[DOCUMENT SECTION]
A Taxonomy of Tech Debt

(https://technology.riotgames.com/ “Riot Games Tech”)

Summary

When measuring a piece of tech debt, you can use impact (to customers and to developers), fix cost (time and risk), and contagion.

Contagion can be a developer’s worst enemy as a problem burrows in and becomes harder and harder to dislodge.

It is possible, however, to turn contagion into a weapon by making your fix more contagious than the problem.

Metrics

In order to make good decisions about what problems to fix now and what to fix eventually (or, realistically, never), we need a way to measure a particular piece of tech debt. I’ve identified 3 major axes to evaluate on: impact, fix cost, and contagion.

Impact

The first axis is the most obvious: the impact of the debt.

This takes the form of player-facing issues (bugs, missing features, unexpected behavior), and developer-facing issues (slower implementation, workflow issues, random useless shit to remember).

Fix Cost

The second axis has to do with the cost to fix the tech debt.

If we decide to fix an issue in our code or data, it will require someone’s measurable time to fix. If it’s a deeply rooted assumption that affects every line of code in the game, it may take weeks or months of engineering time. If it’s a dumb error in a single function, it may be fixable in a matter of minutes. Regardless of the time to implement a fix, though, we also must consider the risk of actually deploying that fix.

Contagion

The third axis is something I’ve become obsessed with: contagion.

If this tech debt is allowed to continue to exist, how much will it spread? That spreading can result from other systems interfacing with the afflicted system, from copy-pasting data built on top of the system, or from influencing the way other engineers will choose to implement new features.

[SOURCE MATERIAL]
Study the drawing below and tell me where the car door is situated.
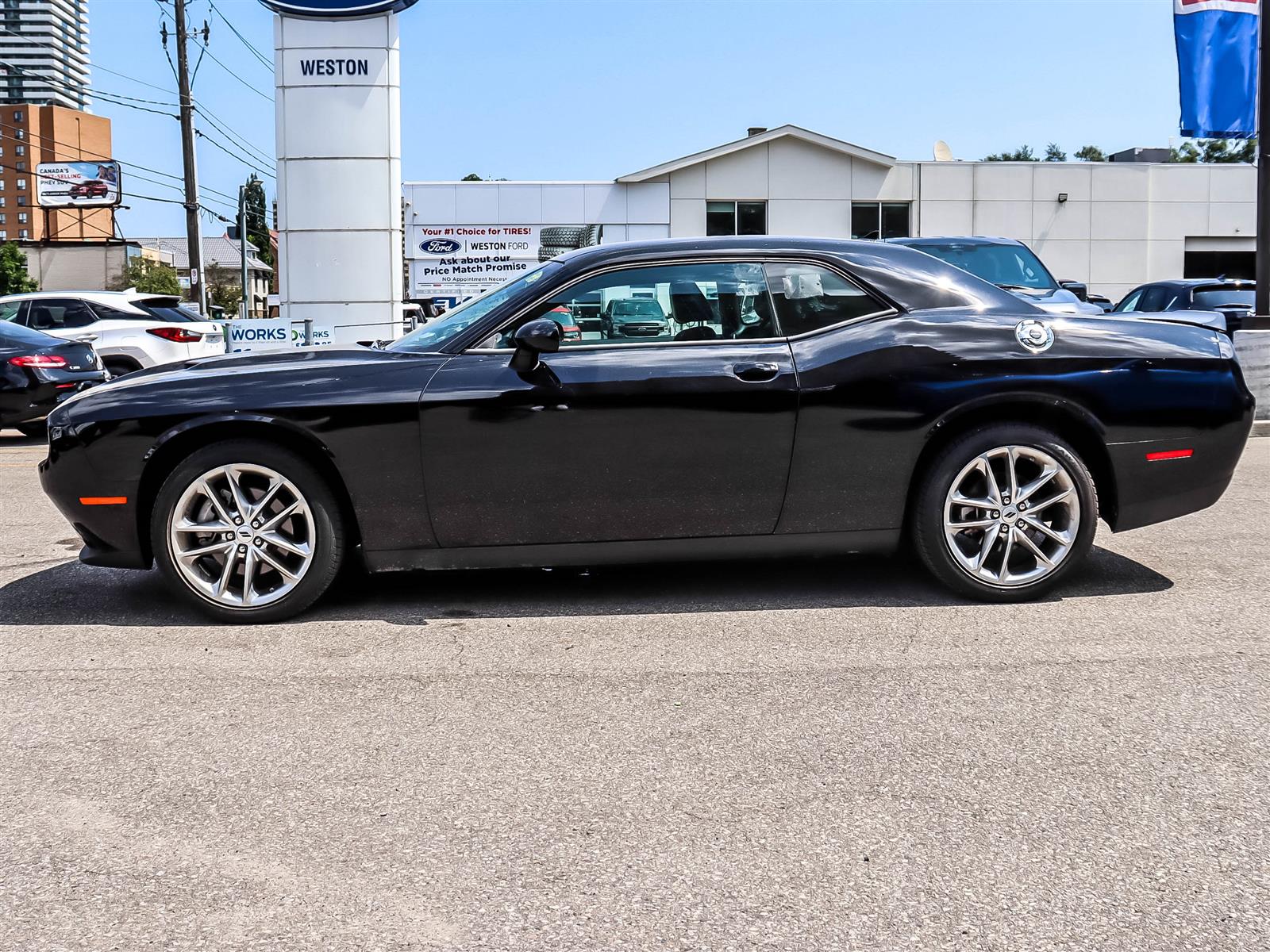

[STUDY QUESTIONS]
1: For each statement below, say yes or no according to the tech debt article, and quote the words from it that decide the answer.
(a) The article measures tech debt along three axes: impact, fix cost, and contagion.
(b) The article counts only the time needed to implement a fix as its cost.
(c) The article says contagion can be used as a weapon by making the fix more contagious than the problem.
2: Resume the tech debt article after its last sentence.
The lines after the tech debt article are separate material, apart from it.

[TASK RESPONSES]
1:
(a) Yes: "I’ve identified 3 major axes to evaluate on: impact, fix cost, and contagion."
(b) No: "Regardless of the time to implement a fix, though, we also must consider the risk of actually deploying that fix."
(c) Yes: "It is possible, however, to turn contagion into a weapon by making your fix more contagious than the problem."

2:
If a piece of tech debt is well-contained, the cost to fix it later compared to now is basically identical. You can weigh how much impact it has today when determining when a fix makes sense.

If, on the other hand, a piece of tech debt is highly contagious, it will steadily become harder and harder to fix.

What’s particularly gross about contagious tech debt is that its impact tends to increase as more and more systems become infected by the technical compromise at its core.

Types of Debt

Now that we have a framework for measuring a particular piece of tech debt, let’s talk about some broad categories of tech debt:

Local Debt

Local debt resembles the classic “black box” model of programming. As far as the rest of the game is concerned, the local system (spell, network layer, script engine) works pretty reliably.

No one needs to keep the debt in mind as they develop around the system. But if anyone opens the lid and looks inside, they’ll be horrified, disgusted, or completely confused by what they see.

MacGyver Debt

MacGyver debt is named after the TV show from the mid 80s. Angus MacGyver would solve problems using his swiss army knife, duct tape, and whatever else was on hand.

His solutions often involved attaching two unlikely pieces; in the context of tech debt, this means two conflicting systems are “duct-taped” together at their interface points throughout the codebase.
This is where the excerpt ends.